#### WHAT YOU SHOULD DO:
Give back the material that follows, identical in every line.

#### INPUT FOR THIS TASK:
- - -

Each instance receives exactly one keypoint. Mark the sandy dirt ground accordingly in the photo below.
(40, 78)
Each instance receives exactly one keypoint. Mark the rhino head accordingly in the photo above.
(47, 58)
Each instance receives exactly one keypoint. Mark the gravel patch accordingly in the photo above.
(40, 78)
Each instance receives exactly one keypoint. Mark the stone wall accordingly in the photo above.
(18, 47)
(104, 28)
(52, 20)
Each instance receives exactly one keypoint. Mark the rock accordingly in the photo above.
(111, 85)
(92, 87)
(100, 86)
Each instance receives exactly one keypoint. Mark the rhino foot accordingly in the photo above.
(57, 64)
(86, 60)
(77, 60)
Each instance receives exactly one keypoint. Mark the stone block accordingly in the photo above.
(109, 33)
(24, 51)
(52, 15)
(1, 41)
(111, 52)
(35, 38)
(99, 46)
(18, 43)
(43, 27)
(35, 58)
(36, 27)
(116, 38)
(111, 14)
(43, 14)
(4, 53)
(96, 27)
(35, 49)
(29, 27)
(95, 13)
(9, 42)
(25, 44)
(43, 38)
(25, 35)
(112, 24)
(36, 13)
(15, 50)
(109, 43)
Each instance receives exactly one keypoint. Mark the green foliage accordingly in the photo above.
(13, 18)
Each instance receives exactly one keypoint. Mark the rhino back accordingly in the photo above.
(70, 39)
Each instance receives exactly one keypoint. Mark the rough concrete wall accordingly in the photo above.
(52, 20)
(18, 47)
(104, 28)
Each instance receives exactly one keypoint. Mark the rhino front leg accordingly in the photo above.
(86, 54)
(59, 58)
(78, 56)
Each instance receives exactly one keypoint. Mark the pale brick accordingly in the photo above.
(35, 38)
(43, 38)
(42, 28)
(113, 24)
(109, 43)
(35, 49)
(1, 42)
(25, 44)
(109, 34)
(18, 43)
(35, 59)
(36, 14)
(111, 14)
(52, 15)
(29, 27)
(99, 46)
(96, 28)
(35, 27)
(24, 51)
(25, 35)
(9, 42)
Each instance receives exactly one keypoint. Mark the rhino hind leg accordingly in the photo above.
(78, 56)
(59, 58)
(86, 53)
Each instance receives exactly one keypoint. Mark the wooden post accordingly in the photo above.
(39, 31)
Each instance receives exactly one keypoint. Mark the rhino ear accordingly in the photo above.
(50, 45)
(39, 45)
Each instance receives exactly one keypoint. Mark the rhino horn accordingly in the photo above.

- - -

#### WRITTEN REPLY:
Each instance receives exactly one keypoint. Mark the sandy dirt ground accordingly in the photo below.
(40, 78)
Each instance receives exactly one keypoint. Mark the rhino head accordingly in the photo above.
(47, 58)
Each instance receives exactly one keypoint. Mark the gravel patch accordingly in the photo above.
(40, 78)
Each instance receives exactly one keypoint. Mark the stone wall accordingly in the photo above.
(18, 47)
(104, 28)
(52, 20)
Each instance receives exactly one keypoint. Mark the rock accordingly in the photo above.
(111, 85)
(92, 87)
(100, 86)
Each instance receives exactly one keypoint. Mark the rhino foot accordingly in the photo above.
(57, 64)
(86, 60)
(77, 60)
Each instance receives exactly one keypoint. Mark the stone block accordingly in the photo above.
(109, 33)
(24, 51)
(52, 15)
(1, 41)
(111, 52)
(35, 38)
(99, 46)
(18, 43)
(43, 27)
(35, 58)
(36, 27)
(116, 38)
(111, 14)
(43, 14)
(4, 53)
(96, 27)
(35, 49)
(29, 27)
(95, 13)
(9, 42)
(25, 44)
(43, 38)
(25, 35)
(112, 24)
(36, 13)
(15, 50)
(109, 43)
Each instance receives exactly one keypoint. Mark the green foliage accordingly in the photo above.
(13, 18)
Each instance receives exactly one keypoint. Mark the rhino back accordingly in the photo above.
(70, 39)
Each instance receives exactly one keypoint. Mark the rough concrete wall accordingly in the photo above.
(52, 20)
(18, 47)
(104, 28)
Each instance receives exactly one keypoint. Mark the rhino front leg accordingly in the photo above.
(86, 54)
(59, 58)
(78, 56)
Each instance receives exactly one keypoint. Mark the pale brick accordingly in the photo above.
(35, 38)
(43, 38)
(42, 28)
(113, 24)
(109, 43)
(35, 49)
(1, 42)
(25, 44)
(109, 34)
(18, 43)
(35, 59)
(36, 14)
(111, 14)
(52, 15)
(29, 27)
(99, 46)
(96, 28)
(35, 27)
(24, 51)
(25, 35)
(9, 42)
Each instance receives exactly one keypoint. Mark the rhino hind leg accordingly in the photo above.
(78, 56)
(59, 58)
(86, 53)
Each instance receives exactly one keypoint. Mark the wooden post accordingly in the photo above.
(39, 31)
Each instance receives exactly one keypoint. Mark the rhino ear accordingly in the photo above.
(50, 45)
(39, 45)
Each instance receives exactly one keypoint. Mark the rhino horn accordingly in the photo above.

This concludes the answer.